## Short problem 1
Reproduce the eDiscovery post below word for word, from its first sentence to its last.

## Page extract
There are a lot of reasons to hate eDiscovery, I suppose. Personally, I don’t truly understand the attorneys who avoid it like the plague. You’re never going to understand it if you don’t do it, and you’re giving up on a lot of potentially important information by refusing to use it.
On the other hand, I kind of get it. This isn’t the law you were trained to practice (or some other similar BS). To you, adding eDiscovery makes everything in your case one layer more difficult.
The problem with that position is that it’s not just annoying, it’s downright ignorant. First, I don’t care that eDiscovery isn’t something you started your practice with. For many of you, neither were computers. You use them now though, so what’s the problem? Second, there’s a reason why it adds a new layer of information – because we’re now keeping that information!
But here’s the biggest thing – if you’re unwilling to engage in eDiscovery, you’re going to be completely unable to perform your role as an attorney. Why? The Internet of Things, that’s why.
What is the Internet of Things?
There have been far too many excellent descriptions of the internet of things for me to really get into it here (and I just don’t feel like writing this post until 5AM tomorrow morning). I’ve linked to a couple of them, so if you’re really curious, check them out.
As a summary, though, the Internet of Things is essentially what it sounds like: your things, connected to the internet. An example? Your Nest Thermostat, which tracks your heat and air conditioning use, and then through a complex algorithm, optimizes your home’s heating and cooling systems based on the inputs.
One item that I’ve discussed at length is the Smartwatch. Whether it’s the high-end Apple Watch or the relatively low end (and still absurdly expensive by comparison) Fitbit, they track your health to help make you… healthier.
But they can’t do much, from tracking your use of Uber to analyzing how safely you drive for your insurance company, without taking data you create and processing it. They’re looking for trends, whether to be more helpful or to make more money.
What does the Internet of Things have to do with eDiscovery?
Honestly, if you actually just asked that question, you might need to go to some ethics CLEs. Now.

## Short problem 2
Pull out each line of the records below that contains the word "slope", copying each line in full.

## Task data
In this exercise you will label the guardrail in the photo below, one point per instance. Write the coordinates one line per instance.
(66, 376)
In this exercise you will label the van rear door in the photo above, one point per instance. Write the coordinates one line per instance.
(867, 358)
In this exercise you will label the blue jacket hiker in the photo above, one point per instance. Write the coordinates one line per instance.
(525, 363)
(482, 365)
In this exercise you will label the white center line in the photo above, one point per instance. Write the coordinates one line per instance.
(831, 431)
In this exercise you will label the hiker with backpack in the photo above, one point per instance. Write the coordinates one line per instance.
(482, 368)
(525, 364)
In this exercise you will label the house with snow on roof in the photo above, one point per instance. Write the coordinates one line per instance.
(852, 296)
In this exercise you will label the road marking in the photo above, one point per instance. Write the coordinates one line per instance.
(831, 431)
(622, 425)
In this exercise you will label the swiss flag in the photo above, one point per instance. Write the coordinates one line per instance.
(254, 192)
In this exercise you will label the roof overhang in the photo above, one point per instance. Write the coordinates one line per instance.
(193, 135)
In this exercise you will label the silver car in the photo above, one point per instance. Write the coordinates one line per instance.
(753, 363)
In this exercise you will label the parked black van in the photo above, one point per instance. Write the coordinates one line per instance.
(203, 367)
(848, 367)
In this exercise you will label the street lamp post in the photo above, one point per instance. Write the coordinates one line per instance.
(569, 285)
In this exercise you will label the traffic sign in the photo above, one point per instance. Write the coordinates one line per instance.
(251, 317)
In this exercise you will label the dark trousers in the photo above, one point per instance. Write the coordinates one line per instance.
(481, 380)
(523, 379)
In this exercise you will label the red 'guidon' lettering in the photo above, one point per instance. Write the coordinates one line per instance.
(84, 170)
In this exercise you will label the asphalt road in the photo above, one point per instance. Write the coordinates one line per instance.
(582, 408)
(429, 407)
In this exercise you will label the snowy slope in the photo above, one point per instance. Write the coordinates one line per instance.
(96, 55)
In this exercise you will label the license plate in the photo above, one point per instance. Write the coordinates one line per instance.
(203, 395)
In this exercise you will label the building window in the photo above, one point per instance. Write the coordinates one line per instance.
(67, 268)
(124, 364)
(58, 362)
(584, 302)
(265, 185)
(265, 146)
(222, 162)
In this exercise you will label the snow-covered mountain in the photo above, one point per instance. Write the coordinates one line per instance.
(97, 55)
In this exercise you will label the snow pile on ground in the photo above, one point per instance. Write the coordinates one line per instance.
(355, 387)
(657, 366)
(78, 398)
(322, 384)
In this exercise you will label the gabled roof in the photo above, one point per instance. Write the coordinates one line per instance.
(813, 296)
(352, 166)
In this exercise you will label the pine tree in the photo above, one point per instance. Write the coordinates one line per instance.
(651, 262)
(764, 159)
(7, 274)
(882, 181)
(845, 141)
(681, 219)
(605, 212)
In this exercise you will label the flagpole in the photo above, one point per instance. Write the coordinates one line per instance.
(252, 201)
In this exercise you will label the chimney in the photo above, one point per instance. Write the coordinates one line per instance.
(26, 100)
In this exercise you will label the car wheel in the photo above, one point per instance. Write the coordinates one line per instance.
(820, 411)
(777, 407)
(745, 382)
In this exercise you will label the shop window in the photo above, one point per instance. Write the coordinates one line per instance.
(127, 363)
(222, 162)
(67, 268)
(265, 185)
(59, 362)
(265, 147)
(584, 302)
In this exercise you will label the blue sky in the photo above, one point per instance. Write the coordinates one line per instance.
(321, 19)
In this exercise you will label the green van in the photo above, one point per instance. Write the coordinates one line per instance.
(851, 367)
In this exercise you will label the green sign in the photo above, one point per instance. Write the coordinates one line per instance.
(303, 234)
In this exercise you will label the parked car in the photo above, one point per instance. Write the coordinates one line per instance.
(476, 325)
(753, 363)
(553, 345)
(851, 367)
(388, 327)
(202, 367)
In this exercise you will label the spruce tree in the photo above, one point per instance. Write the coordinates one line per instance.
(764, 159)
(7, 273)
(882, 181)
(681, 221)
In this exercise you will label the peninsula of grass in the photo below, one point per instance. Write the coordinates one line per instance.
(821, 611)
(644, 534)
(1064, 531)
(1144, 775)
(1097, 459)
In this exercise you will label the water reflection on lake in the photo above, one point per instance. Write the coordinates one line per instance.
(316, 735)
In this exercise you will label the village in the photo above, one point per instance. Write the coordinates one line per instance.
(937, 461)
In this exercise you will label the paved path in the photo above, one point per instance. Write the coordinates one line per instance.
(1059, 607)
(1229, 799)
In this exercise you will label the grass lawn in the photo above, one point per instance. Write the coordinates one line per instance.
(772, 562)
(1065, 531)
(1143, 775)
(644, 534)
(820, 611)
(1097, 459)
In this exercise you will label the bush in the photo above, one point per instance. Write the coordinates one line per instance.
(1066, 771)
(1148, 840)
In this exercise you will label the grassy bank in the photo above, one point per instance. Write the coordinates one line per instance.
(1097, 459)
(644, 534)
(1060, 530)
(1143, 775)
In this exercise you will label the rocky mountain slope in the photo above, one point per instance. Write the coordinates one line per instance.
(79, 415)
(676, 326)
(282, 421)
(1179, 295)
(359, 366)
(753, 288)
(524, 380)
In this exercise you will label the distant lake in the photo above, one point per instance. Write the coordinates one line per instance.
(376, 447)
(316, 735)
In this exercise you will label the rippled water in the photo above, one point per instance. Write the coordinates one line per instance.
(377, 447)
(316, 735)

## Written reply 1
There are a lot of reasons to hate eDiscovery, I suppose. Personally, I don’t truly understand the attorneys who avoid it like the plague. You’re never going to understand it if you don’t do it, and you’re giving up on a lot of potentially important information by refusing to use it.
On the other hand, I kind of get it. This isn’t the law you were trained to practice (or some other similar BS). To you, adding eDiscovery makes everything in your case one layer more difficult.
The problem with that position is that it’s not just annoying, it’s downright ignorant. First, I don’t care that eDiscovery isn’t something you started your practice with. For many of you, neither were computers. You use them now though, so what’s the problem? Second, there’s a reason why it adds a new layer of information – because we’re now keeping that information!
But here’s the biggest thing – if you’re unwilling to engage in eDiscovery, you’re going to be completely unable to perform your role as an attorney. Why? The Internet of Things, that’s why.
What is the Internet of Things?
There have been far too many excellent descriptions of the internet of things for me to really get into it here (and I just don’t feel like writing this post until 5AM tomorrow morning). I’ve linked to a couple of them, so if you’re really curious, check them out.
As a summary, though, the Internet of Things is essentially what it sounds like: your things, connected to the internet. An example? Your Nest Thermostat, which tracks your heat and air conditioning use, and then through a complex algorithm, optimizes your home’s heating and cooling systems based on the inputs.
One item that I’ve discussed at length is the Smartwatch. Whether it’s the high-end Apple Watch or the relatively low end (and still absurdly expensive by comparison) Fitbit, they track your health to help make you… healthier.
But they can’t do much, from tracking your use of Uber to analyzing how safely you drive for your insurance company, without taking data you create and processing it. They’re looking for trends, whether to be more helpful or to make more money.
What does the Internet of Things have to do with eDiscovery?
Honestly, if you actually just asked that question, you might need to go to some ethics CLEs. Now.

## Written reply 2
In this exercise you will label the snowy slope in the photo above, one point per instance. Write the coordinates one line per instance.
In this exercise you will label the rocky mountain slope in the photo above, one point per instance. Write the coordinates one line per instance.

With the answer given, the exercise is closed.